They also claim that we are able to love God by our own natural strength, to love God above all things, at least to the extent that we deserve grace. And, say the scholastics, because God is not satisfied with a literal performance of the Law, but expects us to fulfill the Law according to the mind of the Lawgiver, therefore we must obtain from above a quality above nature, a quality which they call "formal righteousness."

We say, faith apprehends Jesus Christ. Christian faith is not an inactive quality in the heart. If it is true faith it will surely take Christ for its object. Christ, apprehended by faith and dwelling in the heart, constitutes Christian righteousness, for which God gives eternal life.

In contrast to the doting dreams of the scholastics, we teach this: First a person must learn to know himself from the Law. With the prophet he will then confess: "All have sinned, and come short of the glory of God." And, "there is none that doeth good, no, not one." And, "against thee, thee only, have I sinned."

Having been humbled by the Law, and having been brought to a right estimate of himself, a man will repent. He finds out that he is so depraved, that no strength, no works, no merits of his own will ever deliver him from his guilt. He will then understand the meaning of Paul's words: "I am sold under sin"; and "they are all under sin."

Data
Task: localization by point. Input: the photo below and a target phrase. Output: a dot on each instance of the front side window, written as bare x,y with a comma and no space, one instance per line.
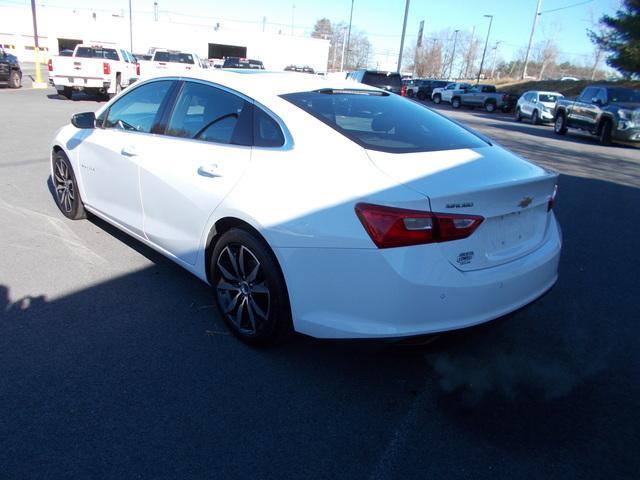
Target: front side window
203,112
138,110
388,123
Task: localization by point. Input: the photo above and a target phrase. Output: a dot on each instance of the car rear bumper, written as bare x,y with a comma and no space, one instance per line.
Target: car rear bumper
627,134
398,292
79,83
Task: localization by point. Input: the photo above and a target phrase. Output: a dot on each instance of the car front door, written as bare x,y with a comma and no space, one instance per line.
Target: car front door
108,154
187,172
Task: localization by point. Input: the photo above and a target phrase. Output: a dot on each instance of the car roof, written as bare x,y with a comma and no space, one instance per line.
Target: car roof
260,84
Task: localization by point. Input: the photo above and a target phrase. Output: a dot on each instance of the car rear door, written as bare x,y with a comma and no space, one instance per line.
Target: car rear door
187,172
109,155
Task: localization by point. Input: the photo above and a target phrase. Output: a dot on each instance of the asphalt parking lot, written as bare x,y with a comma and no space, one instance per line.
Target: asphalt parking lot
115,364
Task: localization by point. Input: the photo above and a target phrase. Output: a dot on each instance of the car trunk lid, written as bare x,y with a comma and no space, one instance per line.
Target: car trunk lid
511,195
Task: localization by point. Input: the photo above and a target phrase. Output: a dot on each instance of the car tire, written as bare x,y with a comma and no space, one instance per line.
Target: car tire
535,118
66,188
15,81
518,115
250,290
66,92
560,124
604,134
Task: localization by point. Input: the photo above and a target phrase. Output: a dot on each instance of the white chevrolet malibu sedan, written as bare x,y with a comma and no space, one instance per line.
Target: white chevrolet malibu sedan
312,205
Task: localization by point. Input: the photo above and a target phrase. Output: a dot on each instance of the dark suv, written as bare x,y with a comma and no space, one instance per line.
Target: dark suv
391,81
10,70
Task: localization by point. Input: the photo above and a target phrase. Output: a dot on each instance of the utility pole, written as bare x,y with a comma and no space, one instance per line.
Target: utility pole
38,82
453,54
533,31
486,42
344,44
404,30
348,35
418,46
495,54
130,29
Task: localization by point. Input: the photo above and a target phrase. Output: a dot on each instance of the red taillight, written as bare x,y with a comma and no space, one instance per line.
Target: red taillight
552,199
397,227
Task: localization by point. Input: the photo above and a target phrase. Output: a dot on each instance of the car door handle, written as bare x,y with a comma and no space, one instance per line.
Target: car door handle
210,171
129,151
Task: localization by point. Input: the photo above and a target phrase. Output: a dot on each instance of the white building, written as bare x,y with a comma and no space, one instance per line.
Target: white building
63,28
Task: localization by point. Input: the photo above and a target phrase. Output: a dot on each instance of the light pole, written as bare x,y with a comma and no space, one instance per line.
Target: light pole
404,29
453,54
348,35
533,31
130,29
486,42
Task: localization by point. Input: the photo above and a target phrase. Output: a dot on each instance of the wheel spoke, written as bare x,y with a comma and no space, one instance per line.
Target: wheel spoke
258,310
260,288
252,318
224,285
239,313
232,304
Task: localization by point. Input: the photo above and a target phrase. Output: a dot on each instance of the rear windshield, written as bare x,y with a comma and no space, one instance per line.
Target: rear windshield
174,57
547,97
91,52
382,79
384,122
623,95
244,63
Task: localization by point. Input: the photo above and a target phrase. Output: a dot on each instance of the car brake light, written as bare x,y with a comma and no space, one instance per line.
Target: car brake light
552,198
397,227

...

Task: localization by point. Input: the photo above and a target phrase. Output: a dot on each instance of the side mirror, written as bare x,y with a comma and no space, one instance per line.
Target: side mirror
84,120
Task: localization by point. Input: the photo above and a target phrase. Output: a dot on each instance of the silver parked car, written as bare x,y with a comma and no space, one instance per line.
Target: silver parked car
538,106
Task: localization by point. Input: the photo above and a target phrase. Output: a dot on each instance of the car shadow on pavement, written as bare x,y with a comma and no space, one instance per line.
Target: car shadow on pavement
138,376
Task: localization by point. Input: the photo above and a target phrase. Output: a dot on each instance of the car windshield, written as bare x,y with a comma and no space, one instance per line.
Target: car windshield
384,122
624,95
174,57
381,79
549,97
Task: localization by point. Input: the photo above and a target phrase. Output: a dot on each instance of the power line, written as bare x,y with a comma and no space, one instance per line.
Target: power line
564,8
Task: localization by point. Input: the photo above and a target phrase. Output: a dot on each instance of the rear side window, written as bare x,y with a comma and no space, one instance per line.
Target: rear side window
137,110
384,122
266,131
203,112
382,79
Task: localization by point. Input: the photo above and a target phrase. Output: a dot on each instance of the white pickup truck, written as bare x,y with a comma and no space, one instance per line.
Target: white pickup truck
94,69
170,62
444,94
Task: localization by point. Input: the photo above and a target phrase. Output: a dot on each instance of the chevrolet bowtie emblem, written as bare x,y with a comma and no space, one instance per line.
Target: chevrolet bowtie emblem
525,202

Aim of the task
Print the whole passage on faith, the Law and Christian righteousness word for word. You won't need the listing for this.

Response to the task
They also claim that we are able to love God by our own natural strength, to love God above all things, at least to the extent that we deserve grace. And, say the scholastics, because God is not satisfied with a literal performance of the Law, but expects us to fulfill the Law according to the mind of the Lawgiver, therefore we must obtain from above a quality above nature, a quality which they call "formal righteousness."

We say, faith apprehends Jesus Christ. Christian faith is not an inactive quality in the heart. If it is true faith it will surely take Christ for its object. Christ, apprehended by faith and dwelling in the heart, constitutes Christian righteousness, for which God gives eternal life.

In contrast to the doting dreams of the scholastics, we teach this: First a person must learn to know himself from the Law. With the prophet he will then confess: "All have sinned, and come short of the glory of God." And, "there is none that doeth good, no, not one." And, "against thee, thee only, have I sinned."

Having been humbled by the Law, and having been brought to a right estimate of himself, a man will repent. He finds out that he is so depraved, that no strength, no works, no merits of his own will ever deliver him from his guilt. He will then understand the meaning of Paul's words: "I am sold under sin"; and "they are all under sin."